● OBJECTIF 1
Indiquez si chacune des affirmations (a), (b) et (c) concorde avec l'extrait. Répondez par oui ou non et citez à l'identique les mots de l'extrait qui tranchent. (a) Le dernier numéro du Nouvel Obs reçoit un hommage dans l'extrait. (b) L'extrait approuve sans réserve l'ensemble de ce numéro. (c) L'extrait impute la méconnaissance de l'univers judiciaire à la seule droite.
● OBJECTIF 2
Transcrivez fidèlement le passage de l'extrait qui va de « Les ignorances, les » jusqu'à « mérite d'être salué. ».

=== EXTRAIT ===

Un Don Quichotte de la Justice.
Contre une multitude de moulins à vent.
Les ignorances, les dérisions, les mépris, les opprobres singuliers ou collectifs, les sarcasmes et ironies médiatiques, les dénonciations politiques, toute la gamme de ce qu'une hostilité ne se remettant jamais en question oppose à l'institution judiciaire et aux magistrats qui la servent.
C'est à cause de ces diatribes incessantes, que la droite politique (à quelques exceptions près) et conservatrice cultive et que l'extrême droite conforte, qu'il me plaît de rendre hommage au Nouvel Obs qui consacre son dernier numéro à la "Justice sous pression" avec une "Enquête sur la montée du populisme anti-juges". Non pas que je sois accordé avec tout mais le simple fait de s'interroger sur les raisons de ce désastre démocratique mérite d'être salué.
J'ai déjà évoqué la méconnaissance générale par le monde politique, gauche et droite confondues, de la réalité de l'univers judiciaire, des principes de droit, des règles procédurales et de cette évidence républicaine que, dans une démocratie exemplaire, ce qui n'est pas partisan devrait l'emporter sur ce qui l'est.

=== DONNÉES BRUTES ===

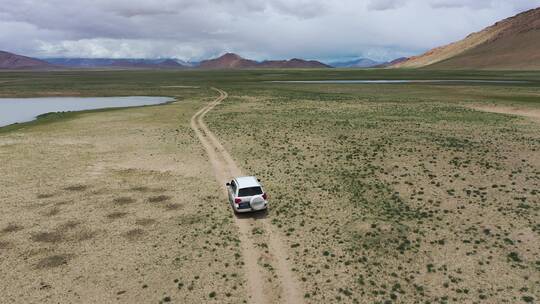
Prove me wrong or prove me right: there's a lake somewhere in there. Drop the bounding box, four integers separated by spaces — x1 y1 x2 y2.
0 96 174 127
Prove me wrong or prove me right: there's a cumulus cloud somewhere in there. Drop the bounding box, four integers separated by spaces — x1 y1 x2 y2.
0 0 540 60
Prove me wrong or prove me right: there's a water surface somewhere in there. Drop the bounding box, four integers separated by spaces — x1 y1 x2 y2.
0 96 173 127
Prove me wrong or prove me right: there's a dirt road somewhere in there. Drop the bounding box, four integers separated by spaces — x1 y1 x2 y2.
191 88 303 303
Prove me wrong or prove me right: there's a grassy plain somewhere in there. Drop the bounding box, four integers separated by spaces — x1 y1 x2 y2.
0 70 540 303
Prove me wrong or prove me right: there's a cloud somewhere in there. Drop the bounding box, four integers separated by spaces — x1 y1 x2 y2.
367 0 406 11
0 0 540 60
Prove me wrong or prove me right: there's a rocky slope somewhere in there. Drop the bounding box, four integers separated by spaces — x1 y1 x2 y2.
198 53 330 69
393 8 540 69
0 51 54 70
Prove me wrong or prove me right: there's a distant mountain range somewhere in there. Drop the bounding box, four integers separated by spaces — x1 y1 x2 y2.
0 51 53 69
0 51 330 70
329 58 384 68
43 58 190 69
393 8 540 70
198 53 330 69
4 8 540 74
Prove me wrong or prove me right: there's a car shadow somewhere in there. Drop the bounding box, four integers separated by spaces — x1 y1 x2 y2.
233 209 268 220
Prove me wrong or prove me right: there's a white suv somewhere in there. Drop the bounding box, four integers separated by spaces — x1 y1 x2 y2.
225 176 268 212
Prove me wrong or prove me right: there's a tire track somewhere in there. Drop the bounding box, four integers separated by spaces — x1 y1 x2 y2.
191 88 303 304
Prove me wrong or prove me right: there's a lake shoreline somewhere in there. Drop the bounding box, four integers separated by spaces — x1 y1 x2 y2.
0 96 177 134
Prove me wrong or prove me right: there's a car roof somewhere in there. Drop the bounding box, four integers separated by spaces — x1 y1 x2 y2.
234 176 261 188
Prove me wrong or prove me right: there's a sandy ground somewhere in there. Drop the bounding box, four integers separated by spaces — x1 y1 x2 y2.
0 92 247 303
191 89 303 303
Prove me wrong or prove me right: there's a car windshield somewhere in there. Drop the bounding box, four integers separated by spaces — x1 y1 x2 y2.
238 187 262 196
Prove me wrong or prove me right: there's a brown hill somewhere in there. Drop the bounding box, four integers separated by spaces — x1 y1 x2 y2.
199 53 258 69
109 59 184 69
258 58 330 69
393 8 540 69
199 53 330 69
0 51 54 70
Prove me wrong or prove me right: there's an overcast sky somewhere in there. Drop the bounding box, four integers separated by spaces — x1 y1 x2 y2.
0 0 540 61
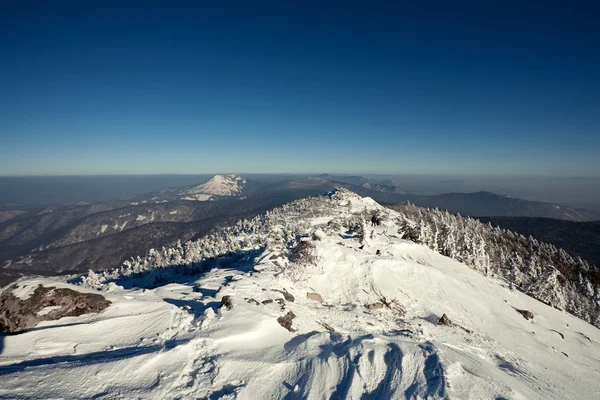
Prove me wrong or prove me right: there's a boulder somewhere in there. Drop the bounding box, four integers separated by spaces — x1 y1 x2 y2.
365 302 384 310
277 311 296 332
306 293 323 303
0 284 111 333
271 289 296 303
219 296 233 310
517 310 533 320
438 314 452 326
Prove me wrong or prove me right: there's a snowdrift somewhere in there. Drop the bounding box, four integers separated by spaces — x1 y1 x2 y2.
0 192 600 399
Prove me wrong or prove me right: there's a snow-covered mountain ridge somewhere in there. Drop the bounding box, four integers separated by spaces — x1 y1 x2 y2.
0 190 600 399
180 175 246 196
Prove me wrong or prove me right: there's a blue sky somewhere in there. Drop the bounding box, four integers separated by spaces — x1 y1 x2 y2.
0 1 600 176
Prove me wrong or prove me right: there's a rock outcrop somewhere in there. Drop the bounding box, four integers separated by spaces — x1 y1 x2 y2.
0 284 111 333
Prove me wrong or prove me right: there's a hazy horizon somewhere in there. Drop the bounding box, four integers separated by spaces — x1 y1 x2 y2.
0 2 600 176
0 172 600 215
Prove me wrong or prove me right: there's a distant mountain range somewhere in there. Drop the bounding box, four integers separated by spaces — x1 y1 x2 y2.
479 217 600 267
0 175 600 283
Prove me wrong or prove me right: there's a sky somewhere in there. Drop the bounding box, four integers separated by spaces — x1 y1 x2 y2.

===
=== DONNÉES BRUTES ===

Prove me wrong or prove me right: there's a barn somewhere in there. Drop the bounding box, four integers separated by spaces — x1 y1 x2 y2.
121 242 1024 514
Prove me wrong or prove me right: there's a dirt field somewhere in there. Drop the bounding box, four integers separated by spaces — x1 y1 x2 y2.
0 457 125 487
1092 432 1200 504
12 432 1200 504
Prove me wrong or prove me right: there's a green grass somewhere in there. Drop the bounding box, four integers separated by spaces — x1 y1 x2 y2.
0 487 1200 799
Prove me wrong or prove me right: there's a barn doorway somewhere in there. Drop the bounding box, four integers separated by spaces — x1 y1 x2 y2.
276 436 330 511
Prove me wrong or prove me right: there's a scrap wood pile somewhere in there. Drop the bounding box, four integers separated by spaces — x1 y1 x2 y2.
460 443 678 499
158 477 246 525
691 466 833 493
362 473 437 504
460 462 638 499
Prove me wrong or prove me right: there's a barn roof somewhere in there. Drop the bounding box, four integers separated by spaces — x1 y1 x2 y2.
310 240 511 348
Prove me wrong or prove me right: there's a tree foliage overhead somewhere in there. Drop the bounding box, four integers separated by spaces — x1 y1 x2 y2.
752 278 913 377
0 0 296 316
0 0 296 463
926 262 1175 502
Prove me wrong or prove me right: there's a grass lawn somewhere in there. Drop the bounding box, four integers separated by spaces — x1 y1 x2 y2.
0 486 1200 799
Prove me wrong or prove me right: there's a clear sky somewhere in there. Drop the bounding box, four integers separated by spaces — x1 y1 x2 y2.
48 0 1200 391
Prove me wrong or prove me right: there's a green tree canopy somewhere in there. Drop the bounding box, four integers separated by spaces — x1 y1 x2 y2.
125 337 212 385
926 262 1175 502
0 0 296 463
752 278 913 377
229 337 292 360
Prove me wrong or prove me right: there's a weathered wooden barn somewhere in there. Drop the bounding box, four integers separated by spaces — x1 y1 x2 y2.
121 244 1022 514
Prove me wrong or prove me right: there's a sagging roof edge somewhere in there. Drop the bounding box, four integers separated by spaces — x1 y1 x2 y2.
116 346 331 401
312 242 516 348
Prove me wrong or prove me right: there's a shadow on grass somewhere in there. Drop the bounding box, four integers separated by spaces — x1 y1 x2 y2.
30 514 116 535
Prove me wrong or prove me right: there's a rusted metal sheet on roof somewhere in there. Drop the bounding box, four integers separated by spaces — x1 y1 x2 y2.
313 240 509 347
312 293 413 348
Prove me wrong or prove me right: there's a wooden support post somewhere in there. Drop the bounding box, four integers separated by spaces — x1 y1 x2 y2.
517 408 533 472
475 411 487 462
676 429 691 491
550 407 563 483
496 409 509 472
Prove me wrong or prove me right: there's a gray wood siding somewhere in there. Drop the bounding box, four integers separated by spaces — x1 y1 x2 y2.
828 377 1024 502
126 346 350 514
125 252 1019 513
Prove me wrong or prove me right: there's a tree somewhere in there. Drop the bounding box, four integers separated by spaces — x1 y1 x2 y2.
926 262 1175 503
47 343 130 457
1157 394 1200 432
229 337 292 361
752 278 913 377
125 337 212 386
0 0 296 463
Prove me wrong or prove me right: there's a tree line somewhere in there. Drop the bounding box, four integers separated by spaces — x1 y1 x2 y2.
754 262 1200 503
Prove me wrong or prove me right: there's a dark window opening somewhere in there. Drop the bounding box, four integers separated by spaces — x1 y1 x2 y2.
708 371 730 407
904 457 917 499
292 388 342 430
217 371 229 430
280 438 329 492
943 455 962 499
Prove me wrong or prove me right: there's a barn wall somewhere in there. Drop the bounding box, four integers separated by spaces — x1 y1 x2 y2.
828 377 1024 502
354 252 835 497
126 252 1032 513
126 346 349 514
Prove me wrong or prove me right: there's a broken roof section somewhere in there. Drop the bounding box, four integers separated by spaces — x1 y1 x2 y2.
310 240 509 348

===
=== DONNÉES BRUTES ===

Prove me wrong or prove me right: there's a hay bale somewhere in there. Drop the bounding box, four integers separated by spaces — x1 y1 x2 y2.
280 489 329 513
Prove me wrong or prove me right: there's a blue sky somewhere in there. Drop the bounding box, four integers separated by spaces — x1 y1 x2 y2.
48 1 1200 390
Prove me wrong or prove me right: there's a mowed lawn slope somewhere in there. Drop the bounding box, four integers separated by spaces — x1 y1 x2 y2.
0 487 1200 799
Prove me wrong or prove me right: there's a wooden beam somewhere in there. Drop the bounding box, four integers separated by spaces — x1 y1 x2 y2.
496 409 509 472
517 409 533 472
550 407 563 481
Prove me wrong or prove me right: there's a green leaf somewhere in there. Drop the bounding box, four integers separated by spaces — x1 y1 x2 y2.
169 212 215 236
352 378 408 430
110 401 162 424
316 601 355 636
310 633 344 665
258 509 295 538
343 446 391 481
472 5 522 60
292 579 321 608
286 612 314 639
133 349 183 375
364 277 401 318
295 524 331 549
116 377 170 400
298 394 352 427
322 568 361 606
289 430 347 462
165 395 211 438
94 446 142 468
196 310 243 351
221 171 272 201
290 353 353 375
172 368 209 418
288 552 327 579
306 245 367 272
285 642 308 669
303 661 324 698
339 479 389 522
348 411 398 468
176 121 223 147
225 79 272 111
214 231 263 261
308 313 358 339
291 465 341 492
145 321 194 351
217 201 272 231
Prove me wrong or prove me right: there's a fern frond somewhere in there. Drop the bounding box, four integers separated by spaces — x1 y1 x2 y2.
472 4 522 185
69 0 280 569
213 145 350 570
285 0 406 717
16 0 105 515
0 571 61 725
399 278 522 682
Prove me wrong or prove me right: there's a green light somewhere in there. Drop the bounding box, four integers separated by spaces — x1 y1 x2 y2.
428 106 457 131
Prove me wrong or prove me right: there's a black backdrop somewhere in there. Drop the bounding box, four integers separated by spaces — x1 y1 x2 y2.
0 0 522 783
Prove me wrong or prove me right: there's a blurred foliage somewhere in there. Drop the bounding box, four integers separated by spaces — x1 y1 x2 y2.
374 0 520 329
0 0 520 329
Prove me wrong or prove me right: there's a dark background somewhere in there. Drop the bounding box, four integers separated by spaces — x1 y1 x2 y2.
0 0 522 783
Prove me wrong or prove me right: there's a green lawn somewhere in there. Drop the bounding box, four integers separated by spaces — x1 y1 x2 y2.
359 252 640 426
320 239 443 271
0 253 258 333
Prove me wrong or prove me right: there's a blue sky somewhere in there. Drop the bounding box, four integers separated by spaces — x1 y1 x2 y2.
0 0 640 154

===

● RÉSULTAT DE L'EXERCICE 1
(a) Oui : « il me plaît de rendre hommage au Nouvel Obs qui consacre son dernier numéro à la "Justice sous pression" ».
(b) Non : « Non pas que je sois accordé avec tout ».
(c) Non : « la méconnaissance générale par le monde politique, gauche et droite confondues ».

● RÉSULTAT DE L'EXERCICE 2
Les ignorances, les dérisions, les mépris, les opprobres singuliers ou collectifs, les sarcasmes et ironies médiatiques, les dénonciations politiques, toute la gamme de ce qu'une hostilité ne se remettant jamais en question oppose à l'institution judiciaire et aux magistrats qui la servent.
C'est à cause de ces diatribes incessantes, que la droite politique (à quelques exceptions près) et conservatrice cultive et que l'extrême droite conforte, qu'il me plaît de rendre hommage au Nouvel Obs qui consacre son dernier numéro à la "Justice sous pression" avec une "Enquête sur la montée du populisme anti-juges". Non pas que je sois accordé avec tout mais le simple fait de s'interroger sur les raisons de ce désastre démocratique mérite d'être salué.